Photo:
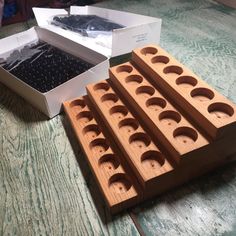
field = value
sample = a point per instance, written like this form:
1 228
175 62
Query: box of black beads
47 69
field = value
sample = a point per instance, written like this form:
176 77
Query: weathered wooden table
46 187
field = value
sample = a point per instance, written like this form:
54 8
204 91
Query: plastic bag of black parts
43 66
87 25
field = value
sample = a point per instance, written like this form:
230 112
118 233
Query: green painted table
46 187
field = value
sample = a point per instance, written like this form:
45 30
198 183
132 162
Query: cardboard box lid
139 30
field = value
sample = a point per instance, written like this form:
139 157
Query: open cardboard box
50 103
139 31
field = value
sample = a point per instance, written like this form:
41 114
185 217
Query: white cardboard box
139 31
50 103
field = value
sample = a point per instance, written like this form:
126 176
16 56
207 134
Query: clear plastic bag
87 25
43 66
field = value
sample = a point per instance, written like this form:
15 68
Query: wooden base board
133 154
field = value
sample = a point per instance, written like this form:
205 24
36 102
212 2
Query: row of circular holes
127 121
173 115
204 93
119 182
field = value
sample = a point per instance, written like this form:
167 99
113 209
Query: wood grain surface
46 187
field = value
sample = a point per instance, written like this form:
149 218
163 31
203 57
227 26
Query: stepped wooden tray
151 126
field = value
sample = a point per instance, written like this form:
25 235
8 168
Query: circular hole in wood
173 70
134 79
91 131
149 51
185 135
124 68
77 105
128 125
221 110
101 87
202 94
119 183
109 162
139 140
145 91
186 81
156 103
84 117
109 99
160 60
118 111
152 160
99 146
170 118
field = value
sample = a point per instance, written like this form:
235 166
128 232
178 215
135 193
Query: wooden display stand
150 127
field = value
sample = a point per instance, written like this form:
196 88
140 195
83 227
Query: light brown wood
169 126
209 109
144 156
127 126
115 182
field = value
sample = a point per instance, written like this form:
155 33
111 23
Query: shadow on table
204 187
19 107
96 194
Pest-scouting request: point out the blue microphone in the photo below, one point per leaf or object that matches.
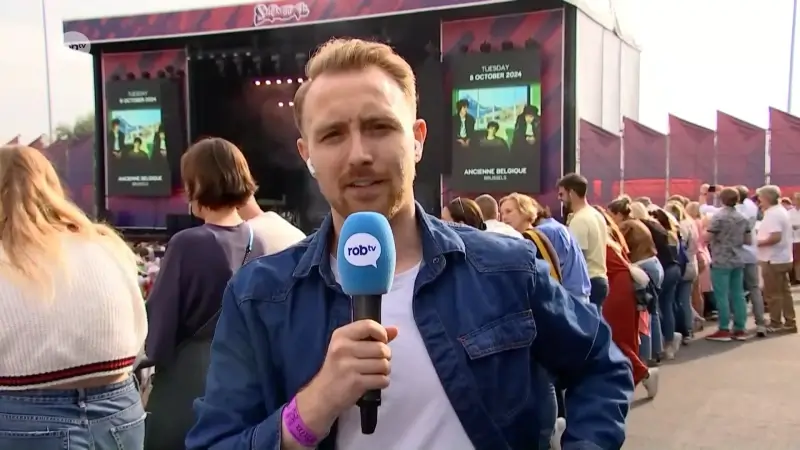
(365, 261)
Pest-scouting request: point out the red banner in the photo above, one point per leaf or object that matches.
(645, 157)
(784, 150)
(600, 153)
(691, 157)
(740, 150)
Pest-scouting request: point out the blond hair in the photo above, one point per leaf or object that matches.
(639, 211)
(34, 216)
(525, 204)
(346, 55)
(693, 210)
(677, 210)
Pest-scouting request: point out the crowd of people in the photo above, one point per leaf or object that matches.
(248, 336)
(658, 274)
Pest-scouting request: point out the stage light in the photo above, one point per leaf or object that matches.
(237, 61)
(257, 64)
(531, 44)
(300, 59)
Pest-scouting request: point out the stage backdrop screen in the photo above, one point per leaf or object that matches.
(141, 133)
(496, 121)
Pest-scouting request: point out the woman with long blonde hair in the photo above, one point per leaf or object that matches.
(685, 315)
(73, 322)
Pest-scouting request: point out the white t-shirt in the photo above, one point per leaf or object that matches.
(708, 210)
(415, 412)
(794, 218)
(278, 234)
(495, 226)
(749, 210)
(776, 220)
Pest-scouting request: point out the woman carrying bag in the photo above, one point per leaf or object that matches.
(185, 302)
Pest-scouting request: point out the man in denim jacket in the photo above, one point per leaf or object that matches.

○ ○ ○

[TASK OBJECTIVE]: Copy every line of the records above verbatim, from the first line to the last, leaving out the pictures.

[RESPONSE TO THE EXERCISE]:
Photo:
field = value
sample = a point per instance, written like this form:
1 228
175 62
Query: box of black beads
47 69
field = value
sample = a point per instance, written like this form:
176 77
Query: weathered wooden table
46 187
field = value
sample = a point per instance, written like this form:
54 8
204 91
Query: plastic bag of black parts
43 66
87 25
field = value
sample = a point per instance, written like this form:
230 112
118 233
Query: green painted table
46 187
field = value
sample = a point per instance, written like this form:
45 30
198 183
132 162
Query: cardboard box lid
139 30
field = value
sample = a point per instance, written like this form:
139 157
Query: open cardboard box
50 103
139 31
field = value
sample = a point per instance, written like this form:
41 114
185 217
Query: white cardboard box
139 31
50 103
field = value
sample = a point per instance, written like this form:
126 176
16 56
207 134
Query: clear plastic bag
87 25
43 66
field = value
sample = a point per instance, written like this form:
15 68
Query: wooden base board
133 154
field = value
sample = a point per instance, written like this form:
205 24
36 102
212 2
Query: row of circular holes
127 121
173 115
204 93
119 182
field = value
sample = a point per instance, written like this form:
167 99
113 209
Query: wood grain surface
46 187
field = value
sample = a point per instance, written like this form:
149 218
163 31
203 57
227 26
Query: stepped wooden tray
151 126
field = value
sample = a point per instance, written like this form:
25 235
8 168
Query: circular hole in wood
173 70
134 79
91 131
149 51
185 135
124 68
77 105
128 125
221 110
101 87
202 94
119 183
109 162
139 140
145 91
186 81
156 103
84 117
109 99
160 60
118 111
152 160
99 146
170 118
field = value
sample = a point per instance, written like this form:
235 166
128 232
178 215
135 193
Query: wooden display stand
150 127
field = value
sample = a point per instance, written like this form:
196 88
140 195
83 227
Query: light brown wood
169 126
209 109
144 156
127 126
115 182
field = value
sample = a point per instance, written like this form:
155 33
111 23
Query: shadow on table
204 187
19 107
96 194
Pest-scouting request: point out the blue microphone in the photo below, one point per leaf or object that matches.
(365, 261)
Pest-scouting request: point out the red banner in the photo above, one point per leaf or object that matches.
(645, 157)
(784, 150)
(600, 153)
(691, 157)
(740, 150)
Pest-scouting request: point out the blond hair in the photo above, one point per leaf or object that matches.
(639, 211)
(34, 216)
(525, 204)
(346, 55)
(693, 210)
(677, 210)
Pest-scouting request: point out the crowd of people in the photo above, one point per leaf or object that matches.
(248, 336)
(658, 274)
Pest-scouting request: point out the stage light in the photo above, one point per leaf or object that matches.
(237, 61)
(257, 64)
(531, 44)
(300, 59)
Pest-scouting request: point out the stage backdrop screen in the photo above, one point per leaf or object that matches.
(141, 133)
(496, 121)
Pest-scouting request: point out the woman with long blonde hair in the photo above, one point per leaf or object that matches.
(685, 315)
(73, 322)
Pest-scouting request: point out the white t-shirt in the photo above, one point per leaf or object that matches.
(708, 210)
(415, 412)
(794, 218)
(278, 234)
(495, 226)
(749, 210)
(776, 220)
Pest-scouting request: point out the woman carrying bag in the photo above, one point per leaf or object that matches.
(185, 302)
Pest-scouting request: point out the man in denim jacket in the photo above, one point per leaf or object that matches.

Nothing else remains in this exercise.